## REQUIRED ACTION
Reproduce the data from its first line through the line containing "box: [0, 0, 96, 363]", both included, swapping "rough mask" for "coarse mask" and leaving everything else unchanged.

_____

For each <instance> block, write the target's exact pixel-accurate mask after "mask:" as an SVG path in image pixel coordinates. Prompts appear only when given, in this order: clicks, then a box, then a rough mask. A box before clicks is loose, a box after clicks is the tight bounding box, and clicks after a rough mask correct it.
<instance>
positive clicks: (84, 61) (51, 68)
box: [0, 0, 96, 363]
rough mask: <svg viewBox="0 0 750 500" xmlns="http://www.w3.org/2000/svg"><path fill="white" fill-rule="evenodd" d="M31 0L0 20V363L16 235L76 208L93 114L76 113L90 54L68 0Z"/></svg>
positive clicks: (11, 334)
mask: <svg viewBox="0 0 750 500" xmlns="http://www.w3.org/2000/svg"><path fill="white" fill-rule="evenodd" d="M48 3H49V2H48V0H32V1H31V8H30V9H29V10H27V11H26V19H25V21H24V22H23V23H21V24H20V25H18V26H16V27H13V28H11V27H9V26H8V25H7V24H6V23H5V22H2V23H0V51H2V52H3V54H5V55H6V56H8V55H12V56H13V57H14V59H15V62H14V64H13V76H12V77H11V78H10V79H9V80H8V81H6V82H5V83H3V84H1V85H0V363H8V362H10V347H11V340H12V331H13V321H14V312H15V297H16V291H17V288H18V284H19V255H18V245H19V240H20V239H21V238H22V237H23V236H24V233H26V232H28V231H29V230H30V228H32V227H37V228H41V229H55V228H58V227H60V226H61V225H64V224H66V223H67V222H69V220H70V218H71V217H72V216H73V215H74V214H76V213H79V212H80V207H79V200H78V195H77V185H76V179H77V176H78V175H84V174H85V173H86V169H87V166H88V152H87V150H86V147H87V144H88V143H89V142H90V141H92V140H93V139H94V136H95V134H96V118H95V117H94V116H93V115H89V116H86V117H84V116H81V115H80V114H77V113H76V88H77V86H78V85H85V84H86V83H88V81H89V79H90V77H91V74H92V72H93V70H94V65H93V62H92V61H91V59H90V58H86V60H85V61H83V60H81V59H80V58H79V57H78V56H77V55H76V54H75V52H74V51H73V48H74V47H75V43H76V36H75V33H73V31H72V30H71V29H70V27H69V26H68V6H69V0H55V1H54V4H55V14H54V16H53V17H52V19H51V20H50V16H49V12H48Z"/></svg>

_____

## EXERCISE ANSWER
For each <instance> block, write the target's exact pixel-accurate mask after "mask:" as an SVG path in image pixel coordinates. Prompts appear only when given, in this order: clicks, then a box, then a coarse mask. A box before clicks is loose, a box after clicks is the tight bounding box, and clicks after a coarse mask correct it.
<instance>
positive clicks: (84, 61) (51, 68)
box: [0, 0, 96, 363]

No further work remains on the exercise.